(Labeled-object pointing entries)
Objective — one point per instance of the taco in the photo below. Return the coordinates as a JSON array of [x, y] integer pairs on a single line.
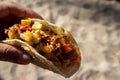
[[50, 46]]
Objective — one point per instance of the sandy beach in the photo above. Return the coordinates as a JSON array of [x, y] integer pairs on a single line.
[[95, 25]]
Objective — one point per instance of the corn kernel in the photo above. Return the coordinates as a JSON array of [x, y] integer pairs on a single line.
[[27, 36], [26, 22], [37, 25]]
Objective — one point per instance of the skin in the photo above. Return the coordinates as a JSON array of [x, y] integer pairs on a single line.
[[10, 13]]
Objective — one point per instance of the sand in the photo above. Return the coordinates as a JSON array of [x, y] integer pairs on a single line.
[[95, 26]]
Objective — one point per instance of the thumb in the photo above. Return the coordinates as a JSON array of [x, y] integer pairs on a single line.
[[13, 54]]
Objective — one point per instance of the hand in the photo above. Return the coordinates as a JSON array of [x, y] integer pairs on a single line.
[[10, 13]]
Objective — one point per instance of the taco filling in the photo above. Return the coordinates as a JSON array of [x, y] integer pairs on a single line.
[[51, 42]]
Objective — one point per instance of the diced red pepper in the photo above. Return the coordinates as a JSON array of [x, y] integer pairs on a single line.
[[67, 47], [24, 27]]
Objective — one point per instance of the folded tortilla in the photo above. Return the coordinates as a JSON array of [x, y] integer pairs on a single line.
[[50, 46]]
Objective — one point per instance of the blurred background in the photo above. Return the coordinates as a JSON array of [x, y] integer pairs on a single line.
[[95, 25]]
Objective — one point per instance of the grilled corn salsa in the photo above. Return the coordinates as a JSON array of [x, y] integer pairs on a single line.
[[49, 41]]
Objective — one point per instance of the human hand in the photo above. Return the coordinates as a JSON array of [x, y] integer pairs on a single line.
[[10, 13]]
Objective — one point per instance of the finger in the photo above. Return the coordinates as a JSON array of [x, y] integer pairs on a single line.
[[12, 54], [3, 9]]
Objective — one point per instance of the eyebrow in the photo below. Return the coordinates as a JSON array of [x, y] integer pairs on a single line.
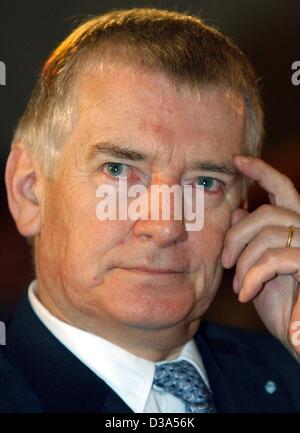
[[226, 167], [121, 151], [116, 150]]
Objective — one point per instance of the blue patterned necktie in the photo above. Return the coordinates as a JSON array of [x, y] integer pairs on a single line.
[[182, 380]]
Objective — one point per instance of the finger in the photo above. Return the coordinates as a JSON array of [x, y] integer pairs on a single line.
[[274, 262], [243, 232], [268, 238], [280, 188]]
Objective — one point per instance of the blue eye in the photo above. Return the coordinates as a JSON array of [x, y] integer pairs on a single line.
[[116, 169], [209, 183]]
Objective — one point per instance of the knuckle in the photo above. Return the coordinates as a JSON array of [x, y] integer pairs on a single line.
[[269, 257], [268, 233], [287, 182], [265, 209]]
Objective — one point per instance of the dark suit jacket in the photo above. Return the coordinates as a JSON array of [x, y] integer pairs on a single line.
[[38, 374]]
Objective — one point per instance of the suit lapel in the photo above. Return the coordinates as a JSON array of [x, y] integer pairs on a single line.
[[61, 381], [239, 376]]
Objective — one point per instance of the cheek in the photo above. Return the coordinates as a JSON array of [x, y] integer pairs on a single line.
[[73, 240]]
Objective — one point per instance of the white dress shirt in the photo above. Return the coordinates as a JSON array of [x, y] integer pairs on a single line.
[[109, 362]]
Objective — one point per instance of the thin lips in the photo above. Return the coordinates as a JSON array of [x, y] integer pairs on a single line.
[[157, 270]]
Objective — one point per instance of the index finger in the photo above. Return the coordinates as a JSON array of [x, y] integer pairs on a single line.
[[280, 188]]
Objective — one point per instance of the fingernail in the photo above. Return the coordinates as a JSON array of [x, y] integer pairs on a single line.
[[241, 296], [236, 284]]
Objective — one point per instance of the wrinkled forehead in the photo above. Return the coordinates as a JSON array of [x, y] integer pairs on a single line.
[[135, 105]]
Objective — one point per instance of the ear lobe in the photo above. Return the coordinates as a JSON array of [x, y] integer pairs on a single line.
[[244, 202], [22, 177]]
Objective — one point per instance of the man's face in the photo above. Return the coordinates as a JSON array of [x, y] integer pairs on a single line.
[[87, 268]]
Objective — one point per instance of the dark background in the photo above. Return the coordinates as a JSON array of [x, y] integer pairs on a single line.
[[268, 31]]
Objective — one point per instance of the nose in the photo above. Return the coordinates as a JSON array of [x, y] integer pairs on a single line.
[[162, 223]]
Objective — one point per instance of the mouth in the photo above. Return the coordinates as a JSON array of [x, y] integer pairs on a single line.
[[154, 271]]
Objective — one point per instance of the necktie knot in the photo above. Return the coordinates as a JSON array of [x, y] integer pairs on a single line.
[[182, 380]]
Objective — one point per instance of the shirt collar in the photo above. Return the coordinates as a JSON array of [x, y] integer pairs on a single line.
[[109, 361]]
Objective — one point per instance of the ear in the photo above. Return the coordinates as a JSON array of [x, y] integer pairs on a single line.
[[23, 180]]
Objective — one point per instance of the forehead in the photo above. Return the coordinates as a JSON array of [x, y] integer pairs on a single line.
[[145, 108]]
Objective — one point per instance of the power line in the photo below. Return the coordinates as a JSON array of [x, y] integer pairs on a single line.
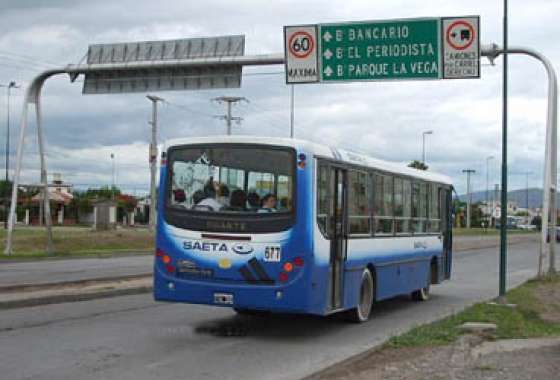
[[229, 101]]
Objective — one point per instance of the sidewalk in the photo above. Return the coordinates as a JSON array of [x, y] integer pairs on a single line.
[[67, 270], [32, 283]]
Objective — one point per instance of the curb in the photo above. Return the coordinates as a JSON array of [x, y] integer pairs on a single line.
[[100, 255], [15, 304], [52, 285]]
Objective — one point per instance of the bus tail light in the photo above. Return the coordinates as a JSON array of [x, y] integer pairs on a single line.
[[288, 267], [298, 261]]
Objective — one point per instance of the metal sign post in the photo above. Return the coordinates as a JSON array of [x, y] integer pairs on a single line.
[[550, 176]]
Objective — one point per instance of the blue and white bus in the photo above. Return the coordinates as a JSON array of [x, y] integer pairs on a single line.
[[284, 225]]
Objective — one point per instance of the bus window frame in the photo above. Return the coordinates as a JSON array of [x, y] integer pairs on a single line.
[[371, 172], [252, 223]]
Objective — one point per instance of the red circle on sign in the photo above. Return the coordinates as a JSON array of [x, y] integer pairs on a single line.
[[450, 27], [301, 54]]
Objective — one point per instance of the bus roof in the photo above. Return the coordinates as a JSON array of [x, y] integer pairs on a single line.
[[317, 150]]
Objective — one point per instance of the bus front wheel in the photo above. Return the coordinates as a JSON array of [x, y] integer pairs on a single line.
[[423, 294], [366, 296]]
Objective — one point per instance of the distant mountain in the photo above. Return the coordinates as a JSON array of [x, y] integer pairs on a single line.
[[518, 196]]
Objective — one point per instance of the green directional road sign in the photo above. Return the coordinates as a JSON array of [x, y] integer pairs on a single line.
[[380, 50]]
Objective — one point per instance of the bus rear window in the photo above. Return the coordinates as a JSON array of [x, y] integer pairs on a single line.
[[234, 180]]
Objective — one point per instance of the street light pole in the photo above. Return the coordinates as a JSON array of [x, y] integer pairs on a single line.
[[488, 185], [292, 111], [113, 181], [10, 85], [424, 144], [469, 195], [153, 160]]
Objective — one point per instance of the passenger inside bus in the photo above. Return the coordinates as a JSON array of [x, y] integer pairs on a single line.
[[237, 201], [223, 194], [253, 201], [209, 201], [268, 203]]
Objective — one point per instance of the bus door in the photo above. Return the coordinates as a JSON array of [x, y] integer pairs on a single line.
[[447, 224], [338, 220]]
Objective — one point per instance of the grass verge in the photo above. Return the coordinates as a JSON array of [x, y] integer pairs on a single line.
[[30, 243], [523, 321]]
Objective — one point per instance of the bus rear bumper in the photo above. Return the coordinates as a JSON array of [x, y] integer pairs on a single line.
[[284, 298]]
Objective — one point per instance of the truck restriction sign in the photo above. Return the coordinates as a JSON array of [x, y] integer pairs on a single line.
[[461, 47], [300, 50]]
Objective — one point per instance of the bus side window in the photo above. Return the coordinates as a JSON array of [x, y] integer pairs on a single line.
[[402, 205], [435, 209], [383, 205], [358, 205], [323, 203]]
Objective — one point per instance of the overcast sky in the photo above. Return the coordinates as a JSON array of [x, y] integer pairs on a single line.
[[384, 120]]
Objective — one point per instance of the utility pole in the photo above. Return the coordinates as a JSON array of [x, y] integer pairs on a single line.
[[153, 160], [469, 195], [503, 215], [488, 186], [229, 100], [424, 144], [292, 111], [113, 180], [9, 86]]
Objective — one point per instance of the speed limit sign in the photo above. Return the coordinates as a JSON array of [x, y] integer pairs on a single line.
[[300, 49]]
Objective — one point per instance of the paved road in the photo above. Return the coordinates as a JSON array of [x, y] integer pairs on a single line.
[[50, 271], [136, 338]]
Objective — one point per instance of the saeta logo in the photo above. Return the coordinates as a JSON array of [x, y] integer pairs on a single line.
[[242, 249]]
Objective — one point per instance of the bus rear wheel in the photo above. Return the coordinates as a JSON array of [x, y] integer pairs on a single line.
[[366, 296]]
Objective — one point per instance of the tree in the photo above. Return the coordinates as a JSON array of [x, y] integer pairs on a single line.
[[418, 165]]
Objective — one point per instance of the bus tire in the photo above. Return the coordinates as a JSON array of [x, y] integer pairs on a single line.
[[366, 295], [423, 294]]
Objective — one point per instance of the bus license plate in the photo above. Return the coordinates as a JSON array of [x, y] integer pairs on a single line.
[[223, 298], [272, 254]]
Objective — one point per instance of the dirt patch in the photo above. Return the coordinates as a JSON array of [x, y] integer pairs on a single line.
[[448, 362], [548, 296]]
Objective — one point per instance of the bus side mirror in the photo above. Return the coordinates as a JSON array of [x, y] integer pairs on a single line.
[[179, 195]]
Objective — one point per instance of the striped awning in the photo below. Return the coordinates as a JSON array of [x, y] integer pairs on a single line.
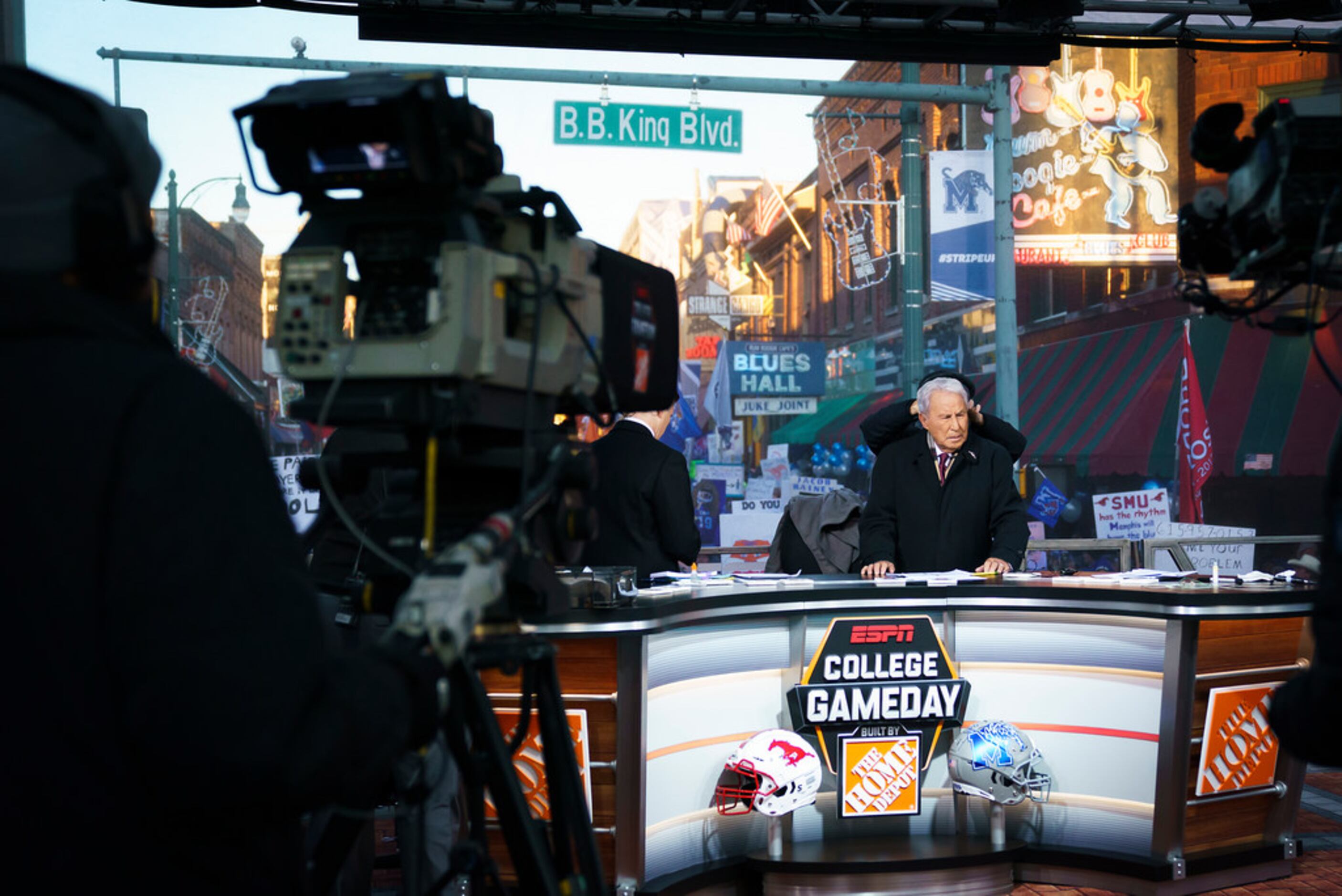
[[1108, 403], [815, 427]]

(Exercise requirements):
Output the rows as a JSON list of strings with one string per line, starting at the line that contains "Objective — one point per instance of the folded" and ending at the line that contains "[[38, 374]]", both included. Leave out blank lines and pictures.

(Response to the exercise):
[
  "Objective — one point per instance of the folded tortilla in the photo above. Return the coordinates as a JSON array of [x, y] integer pairs on a single line.",
  "[[50, 46]]",
  "Objective — one point per instance of the blurred background in the photo above. Return the coordinates as a JSON array of [x, y] integer pairs on a single line.",
  "[[95, 25]]",
  "Objective — one point per instance of the grilled corn salsa in the photo above. Return the coordinates as a JSON array of [x, y] integer pairs on a single line.",
  "[[49, 41]]",
  "Objective — one point per instance of the human hand in the photo above. Return the coordinates as a JSON array of [x, y] integer pairs on a single line.",
  "[[10, 13]]",
  "Objective — one point per instance of the finger in the photo above. Return the coordinates as a JSON array of [x, y] integer pairs on a single line.",
  "[[12, 54], [3, 9]]",
  "Objective — one point per instance of the eyebrow in the photo below. Return the coordinates as a JSON array of [x, y] integer pairs on a single line.",
  "[[226, 167], [121, 151], [116, 150]]",
  "Objective — one point per instance of the blue patterned necktie in the photo above. Return the coordinates as a JSON array of [x, y] integer pairs on a single line.",
  "[[182, 380]]",
  "Objective — one point per instance of the finger in the photo above. Return the coordinates as a JSON array of [x, y] integer pairs on a single line.",
  "[[274, 262], [243, 232], [268, 238], [280, 188]]",
  "Objective — one point per instance of the blue eye in the photo above. Return the coordinates as a JSON array of [x, y] integer pairs on a single line.",
  "[[116, 169], [209, 183]]",
  "Objective — one point per instance of the knuckle in the photo above. Return the coordinates as a JSON array of [x, y] integer pairs on a single line.",
  "[[269, 257], [268, 233], [287, 182], [265, 209]]",
  "Objective — one point per instance of the dark suit jacket in the photo above. Return the coordinates as a JSON array of [x, y] integer pairs on a single line.",
  "[[38, 374]]"
]